§ What the task requires:
Update the data below by replacing every occurrence of "rough mask" with "coarse mask", leaving everything else unchanged.

Stored data entries:
■ ■ ■ ■

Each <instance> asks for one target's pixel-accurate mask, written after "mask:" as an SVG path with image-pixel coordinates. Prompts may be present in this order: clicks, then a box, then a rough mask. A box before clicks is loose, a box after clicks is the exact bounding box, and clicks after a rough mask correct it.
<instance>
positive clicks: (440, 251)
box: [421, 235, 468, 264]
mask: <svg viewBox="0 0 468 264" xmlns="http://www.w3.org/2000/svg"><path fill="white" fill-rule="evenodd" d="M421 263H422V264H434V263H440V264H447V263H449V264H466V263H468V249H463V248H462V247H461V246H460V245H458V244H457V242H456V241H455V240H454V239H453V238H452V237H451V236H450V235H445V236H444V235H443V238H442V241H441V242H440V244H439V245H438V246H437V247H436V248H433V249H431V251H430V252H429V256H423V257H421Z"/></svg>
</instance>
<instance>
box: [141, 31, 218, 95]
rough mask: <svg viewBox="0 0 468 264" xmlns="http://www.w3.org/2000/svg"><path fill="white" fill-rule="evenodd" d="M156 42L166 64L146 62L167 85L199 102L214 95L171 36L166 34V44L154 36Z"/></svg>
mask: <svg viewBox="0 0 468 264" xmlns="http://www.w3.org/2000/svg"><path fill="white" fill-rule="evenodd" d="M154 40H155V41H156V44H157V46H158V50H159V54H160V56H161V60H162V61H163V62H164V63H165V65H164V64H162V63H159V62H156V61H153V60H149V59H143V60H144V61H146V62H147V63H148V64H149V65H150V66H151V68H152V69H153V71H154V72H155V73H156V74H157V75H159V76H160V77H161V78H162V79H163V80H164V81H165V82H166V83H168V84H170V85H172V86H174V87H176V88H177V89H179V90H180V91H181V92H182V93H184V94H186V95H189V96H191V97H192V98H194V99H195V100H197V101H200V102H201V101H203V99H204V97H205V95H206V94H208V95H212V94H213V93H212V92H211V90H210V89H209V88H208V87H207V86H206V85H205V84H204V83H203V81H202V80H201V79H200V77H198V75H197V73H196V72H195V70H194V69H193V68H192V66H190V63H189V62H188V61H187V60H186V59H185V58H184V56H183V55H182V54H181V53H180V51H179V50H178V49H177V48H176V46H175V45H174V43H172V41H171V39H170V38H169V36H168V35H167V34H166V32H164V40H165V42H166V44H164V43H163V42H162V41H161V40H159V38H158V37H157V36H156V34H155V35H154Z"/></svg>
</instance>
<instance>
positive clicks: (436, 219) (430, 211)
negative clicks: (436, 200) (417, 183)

■ ■ ■ ■

§ Result:
Each <instance> asks for one target's pixel-accurate mask, written after "mask:" as an SVG path with image-pixel coordinates. Prompts may be present in this order: clicks, then a box, then a coarse mask. A box before clicks is loose, a box after clicks is the exact bounding box, and clicks after a coarse mask correct it.
<instance>
positive clicks: (440, 251)
box: [421, 235, 468, 264]
mask: <svg viewBox="0 0 468 264" xmlns="http://www.w3.org/2000/svg"><path fill="white" fill-rule="evenodd" d="M421 263H422V264H434V263H440V264H447V263H449V264H466V263H468V249H463V248H462V247H461V246H460V245H458V244H457V242H456V241H455V240H454V239H453V238H452V237H451V236H450V235H445V236H444V235H443V238H442V241H441V242H440V244H439V245H438V246H437V247H436V248H433V249H431V251H430V252H429V256H423V257H421Z"/></svg>
</instance>
<instance>
box: [141, 31, 218, 95]
coarse mask: <svg viewBox="0 0 468 264" xmlns="http://www.w3.org/2000/svg"><path fill="white" fill-rule="evenodd" d="M156 42L166 64L146 62L167 85L199 102L214 95L171 36L166 34V44L154 36Z"/></svg>
mask: <svg viewBox="0 0 468 264" xmlns="http://www.w3.org/2000/svg"><path fill="white" fill-rule="evenodd" d="M154 40H155V41H156V44H157V46H158V50H159V54H160V56H161V60H162V61H163V62H164V63H165V65H164V64H162V63H159V62H156V61H153V60H149V59H143V60H144V61H146V62H147V63H148V64H149V65H150V66H151V68H152V69H153V71H154V72H155V73H156V74H157V75H159V76H160V77H161V78H162V79H163V80H164V81H165V82H166V83H168V84H170V85H172V86H174V87H176V88H177V89H179V90H180V91H181V92H182V93H184V94H186V95H189V96H191V97H192V98H194V99H195V100H197V101H200V102H201V101H203V99H204V97H205V95H206V94H208V95H212V94H213V93H212V92H211V90H210V89H209V88H208V87H207V86H206V85H205V84H204V83H203V81H202V80H201V79H200V77H198V75H197V73H196V72H195V70H194V69H193V68H192V66H190V63H189V62H188V61H187V60H186V59H185V58H184V56H183V55H182V54H181V53H180V51H179V50H178V49H177V48H176V46H175V45H174V43H172V41H171V39H170V38H169V36H168V35H167V34H166V32H164V40H165V42H166V44H164V43H163V42H162V41H161V40H159V38H158V37H157V36H156V34H155V35H154Z"/></svg>
</instance>
<instance>
positive clicks: (436, 219) (430, 211)
negative clicks: (436, 200) (417, 183)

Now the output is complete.